◆ **About this exercise**
In the Boston Hope Medical Center excerpt, how many patients did the facility care for over its first few months?

◆ **Excerpt to read**
• • • • • • •
Anticipating a possible crush of COVID-19 patients that could overwhelm Boston-area hospitals, Massachusetts needed a 1,000-bed postacute-care hospital to be built and staffed in the city’s Seaport convention center — in one week.

Neither Boland, the Philip H. Cook Professor of Radiology at Harvard Medical School and Brigham and Women’s Hospital, nor Erickson, chief nurse emerita at Mass General, hesitated.

“Here’s a crisis,” said Boland. “This is a pandemic. This is our moment, as physicians, caregivers, nurses ... this is what we were meant to be, at some level. When the world came to a stop and a health crisis came, what better sort of moment, if you will, that you could … deliver a desperately needed service for the patients and the community.”

“I wanted to help with COVID and this seemed like the right thing to do,” said Erickson, who is also an instructor in obstetrics, gynecology and reproductive biology at HMS. “For me it was a once-in-a-lifetime experience of seeing people’s values come together so quickly over the course of a week, to create this environment of care.”

Like scores of other HMS faculty and Boston-area health care professionals, the pair was about to embark on a professional experience unlike any they had ever known. They joined forces to serve in the fight against a deadly virus, becoming co-medical directors for the new facility, aptly named Boston Hope Medical Center.

Over the next few months, Boston Hope would successfully provide care to more than 700 subacute patients who had COVID-19 or were recovering from it. A significant portion of those patients came from Boston’s homeless population and roughly half of the patients spoke only Spanish.

If we build it …

“We realized early on … that [COVID] was probably going to hit the shelter community like a ton of bricks,” said James O’Connell, president of Boston Healthcare for the Homeless Program, an organization whose clinicians, since the mid-1980s, have had extensive experience responding to outbreaks of communicable diseases such as tuberculosis, H1N1 and HIV, among the populations they serve.
• • • • • • •
◆ **Supplied records**
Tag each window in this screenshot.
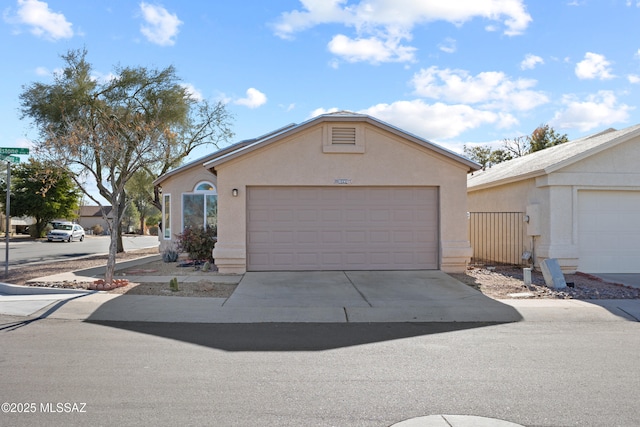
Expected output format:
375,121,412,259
182,182,218,229
162,194,171,239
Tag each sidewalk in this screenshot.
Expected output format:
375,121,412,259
0,256,640,323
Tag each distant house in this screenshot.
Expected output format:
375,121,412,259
78,206,113,236
467,125,640,273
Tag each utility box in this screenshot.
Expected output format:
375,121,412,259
540,258,567,289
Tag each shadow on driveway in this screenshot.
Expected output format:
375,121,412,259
82,271,522,351
85,321,508,352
• • • • • • •
◆ **Task output**
More than 700 subacute patients who had COVID-19 or were recovering from it.